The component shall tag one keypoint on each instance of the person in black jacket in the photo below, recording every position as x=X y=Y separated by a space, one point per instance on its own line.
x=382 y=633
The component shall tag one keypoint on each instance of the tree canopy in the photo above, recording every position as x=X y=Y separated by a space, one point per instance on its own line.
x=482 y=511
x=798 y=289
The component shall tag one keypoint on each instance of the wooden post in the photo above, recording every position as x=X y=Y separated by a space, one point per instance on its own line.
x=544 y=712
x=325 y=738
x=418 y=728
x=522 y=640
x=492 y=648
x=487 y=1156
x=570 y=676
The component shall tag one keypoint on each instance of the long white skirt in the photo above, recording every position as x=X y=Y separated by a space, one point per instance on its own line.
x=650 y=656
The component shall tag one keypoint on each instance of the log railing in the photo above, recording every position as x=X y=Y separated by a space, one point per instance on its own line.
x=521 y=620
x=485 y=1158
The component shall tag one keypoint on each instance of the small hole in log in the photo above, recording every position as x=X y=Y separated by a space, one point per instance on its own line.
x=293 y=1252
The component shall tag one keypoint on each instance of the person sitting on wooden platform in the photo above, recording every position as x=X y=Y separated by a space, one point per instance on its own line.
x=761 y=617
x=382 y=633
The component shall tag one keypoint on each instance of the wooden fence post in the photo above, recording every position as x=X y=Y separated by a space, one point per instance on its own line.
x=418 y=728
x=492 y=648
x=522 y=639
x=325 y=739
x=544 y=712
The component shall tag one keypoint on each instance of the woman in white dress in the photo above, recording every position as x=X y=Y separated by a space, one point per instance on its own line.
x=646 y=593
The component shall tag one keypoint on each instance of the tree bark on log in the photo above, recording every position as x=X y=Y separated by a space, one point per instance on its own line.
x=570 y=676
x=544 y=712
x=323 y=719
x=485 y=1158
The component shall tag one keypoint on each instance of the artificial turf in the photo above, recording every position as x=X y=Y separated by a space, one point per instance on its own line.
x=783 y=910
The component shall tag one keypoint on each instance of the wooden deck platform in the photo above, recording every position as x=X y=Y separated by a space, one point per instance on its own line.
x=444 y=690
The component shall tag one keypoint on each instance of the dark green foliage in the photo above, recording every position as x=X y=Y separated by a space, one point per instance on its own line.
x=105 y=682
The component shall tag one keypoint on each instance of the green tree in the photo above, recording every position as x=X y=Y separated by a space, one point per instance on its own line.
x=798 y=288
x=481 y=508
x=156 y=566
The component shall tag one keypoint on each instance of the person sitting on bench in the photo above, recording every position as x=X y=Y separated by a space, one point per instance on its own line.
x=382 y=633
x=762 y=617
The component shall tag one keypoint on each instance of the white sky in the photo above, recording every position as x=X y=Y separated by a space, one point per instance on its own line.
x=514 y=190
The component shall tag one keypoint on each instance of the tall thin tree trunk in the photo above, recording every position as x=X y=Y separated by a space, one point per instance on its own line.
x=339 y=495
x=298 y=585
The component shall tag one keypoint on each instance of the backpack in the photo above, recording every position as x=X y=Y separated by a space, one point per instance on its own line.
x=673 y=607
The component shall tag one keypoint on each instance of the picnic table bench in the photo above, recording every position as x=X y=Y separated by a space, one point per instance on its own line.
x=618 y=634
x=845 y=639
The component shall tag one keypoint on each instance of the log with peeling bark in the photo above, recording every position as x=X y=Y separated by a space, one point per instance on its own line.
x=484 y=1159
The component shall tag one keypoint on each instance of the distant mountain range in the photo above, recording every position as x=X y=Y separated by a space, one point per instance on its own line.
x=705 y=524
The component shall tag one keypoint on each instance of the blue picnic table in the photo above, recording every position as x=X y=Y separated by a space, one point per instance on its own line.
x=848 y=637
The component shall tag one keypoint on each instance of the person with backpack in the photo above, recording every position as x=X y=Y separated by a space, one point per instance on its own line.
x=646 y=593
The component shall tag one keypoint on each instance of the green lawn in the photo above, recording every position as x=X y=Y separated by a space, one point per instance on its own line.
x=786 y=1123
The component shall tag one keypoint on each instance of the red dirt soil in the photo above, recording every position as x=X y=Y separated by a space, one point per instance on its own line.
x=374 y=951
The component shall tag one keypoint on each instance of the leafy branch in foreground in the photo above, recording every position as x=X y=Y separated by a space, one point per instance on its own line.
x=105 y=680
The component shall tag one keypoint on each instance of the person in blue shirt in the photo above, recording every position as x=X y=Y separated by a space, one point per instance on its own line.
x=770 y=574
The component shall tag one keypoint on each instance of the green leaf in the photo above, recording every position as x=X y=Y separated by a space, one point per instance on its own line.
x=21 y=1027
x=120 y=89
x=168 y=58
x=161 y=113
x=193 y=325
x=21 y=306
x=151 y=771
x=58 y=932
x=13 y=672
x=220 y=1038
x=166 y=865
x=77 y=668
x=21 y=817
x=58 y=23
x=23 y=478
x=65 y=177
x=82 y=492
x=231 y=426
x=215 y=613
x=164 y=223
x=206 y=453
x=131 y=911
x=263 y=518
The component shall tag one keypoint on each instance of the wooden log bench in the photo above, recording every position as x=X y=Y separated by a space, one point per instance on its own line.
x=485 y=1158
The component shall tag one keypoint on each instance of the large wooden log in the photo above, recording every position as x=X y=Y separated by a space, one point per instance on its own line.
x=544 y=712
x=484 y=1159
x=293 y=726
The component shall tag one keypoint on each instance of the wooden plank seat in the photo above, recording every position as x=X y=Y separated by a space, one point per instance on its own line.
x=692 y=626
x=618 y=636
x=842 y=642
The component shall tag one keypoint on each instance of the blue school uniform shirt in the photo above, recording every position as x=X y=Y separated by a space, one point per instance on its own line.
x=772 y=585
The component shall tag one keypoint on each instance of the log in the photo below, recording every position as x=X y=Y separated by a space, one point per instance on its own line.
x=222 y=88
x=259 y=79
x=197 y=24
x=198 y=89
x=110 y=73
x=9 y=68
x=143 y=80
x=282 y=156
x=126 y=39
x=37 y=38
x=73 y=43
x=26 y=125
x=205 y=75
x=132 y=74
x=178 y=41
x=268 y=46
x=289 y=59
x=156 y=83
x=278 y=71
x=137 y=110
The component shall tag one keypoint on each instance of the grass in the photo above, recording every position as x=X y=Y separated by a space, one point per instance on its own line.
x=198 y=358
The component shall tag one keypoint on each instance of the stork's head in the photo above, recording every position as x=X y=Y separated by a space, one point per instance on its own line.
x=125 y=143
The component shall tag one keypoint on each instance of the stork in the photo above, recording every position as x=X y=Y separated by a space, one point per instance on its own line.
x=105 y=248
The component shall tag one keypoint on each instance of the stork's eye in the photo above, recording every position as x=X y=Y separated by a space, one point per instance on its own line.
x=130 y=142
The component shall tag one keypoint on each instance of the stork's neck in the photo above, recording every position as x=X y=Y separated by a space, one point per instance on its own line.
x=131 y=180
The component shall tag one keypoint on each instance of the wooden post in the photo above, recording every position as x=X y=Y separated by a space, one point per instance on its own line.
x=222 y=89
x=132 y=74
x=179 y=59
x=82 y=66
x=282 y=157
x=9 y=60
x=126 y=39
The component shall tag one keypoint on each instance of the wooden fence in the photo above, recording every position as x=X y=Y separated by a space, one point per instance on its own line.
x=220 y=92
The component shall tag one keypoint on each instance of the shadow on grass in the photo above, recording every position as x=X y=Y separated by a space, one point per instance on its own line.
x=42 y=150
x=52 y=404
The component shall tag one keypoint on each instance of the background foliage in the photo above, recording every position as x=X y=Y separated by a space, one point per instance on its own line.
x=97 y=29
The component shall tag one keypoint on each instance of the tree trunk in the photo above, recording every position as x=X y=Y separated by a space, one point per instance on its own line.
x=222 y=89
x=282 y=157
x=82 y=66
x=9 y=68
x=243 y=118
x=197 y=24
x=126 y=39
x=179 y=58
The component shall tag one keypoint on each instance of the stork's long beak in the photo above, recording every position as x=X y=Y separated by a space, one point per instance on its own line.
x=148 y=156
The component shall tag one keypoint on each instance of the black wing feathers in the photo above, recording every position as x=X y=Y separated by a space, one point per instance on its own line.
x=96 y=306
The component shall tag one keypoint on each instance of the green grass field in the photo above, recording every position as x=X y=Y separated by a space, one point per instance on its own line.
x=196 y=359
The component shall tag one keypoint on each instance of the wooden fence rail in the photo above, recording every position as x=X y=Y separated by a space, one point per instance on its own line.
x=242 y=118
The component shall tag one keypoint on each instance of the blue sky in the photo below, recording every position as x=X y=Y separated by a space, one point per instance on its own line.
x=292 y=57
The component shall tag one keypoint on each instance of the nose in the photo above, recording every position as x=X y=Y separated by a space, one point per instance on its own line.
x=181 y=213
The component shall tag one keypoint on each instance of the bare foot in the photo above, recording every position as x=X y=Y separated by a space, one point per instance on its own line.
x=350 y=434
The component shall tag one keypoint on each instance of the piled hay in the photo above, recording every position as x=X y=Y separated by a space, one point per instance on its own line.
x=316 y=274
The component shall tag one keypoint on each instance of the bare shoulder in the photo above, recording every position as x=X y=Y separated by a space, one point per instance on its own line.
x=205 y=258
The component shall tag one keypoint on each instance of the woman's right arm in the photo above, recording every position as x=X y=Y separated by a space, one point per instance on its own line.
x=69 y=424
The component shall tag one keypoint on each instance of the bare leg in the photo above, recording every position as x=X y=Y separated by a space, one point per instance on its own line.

WHAT THIS TASK INVOLVES ▸ Write out again, exactly as they appear above, the lines from the one containing "the stork's long" to the final line, and only those.

ANSWER BOX ▸
The component shall tag one keypoint on each instance of the stork's long beak in the photo above, recording every position as x=X y=Y separated by a space, one point per instance on its own line.
x=148 y=156
The component shall tag one keypoint on each instance of the black wing feathers in the photo above, recording every position as x=X y=Y separated by a space, one point per instance on its own line.
x=96 y=306
The component shall tag one keypoint on each instance of the green grass field in the photo above, recording every position as x=X y=Y separated by a space, one point per instance on its own line.
x=196 y=359
The component shall tag one keypoint on each instance of the wooden fence rail in the photo above, recording every position as x=X y=Y separated by a space, one point per instance on its own line.
x=242 y=118
The component shall tag one keypoint on each instance of the blue sky in the photo below, recording every position as x=X y=Y separated by a space, one point per instance on its own line.
x=292 y=57
The component shall tag one keypoint on each instance of the nose in the photo above, recording every position as x=X y=Y separated by a space, one point per instance on its own line.
x=181 y=213
The component shall tag one keypoint on each instance of the bare foot in the photo above, recording every position as x=X y=Y separated by a space, one point per instance on its own line.
x=350 y=434
The component shall tag one keypoint on each instance of the piled hay in the photo above, recording every position as x=X y=Y separated by a space, one point per instance on its own line.
x=316 y=274
The component shall tag one keypoint on each instance of the bare shoulder in the photo above, recording every position as x=X y=Y separated by a space, one point per instance on its own line.
x=205 y=258
The component shall tag one keypoint on each instance of the woman's right arm in the photo above, recording every position as x=X y=Y separated by a space, one point per instance on its own line.
x=69 y=424
The component shall tag one keypoint on each instance of the bare leg in the photo above, recording every position as x=X y=Y separated by a space, one point per instance on its own line.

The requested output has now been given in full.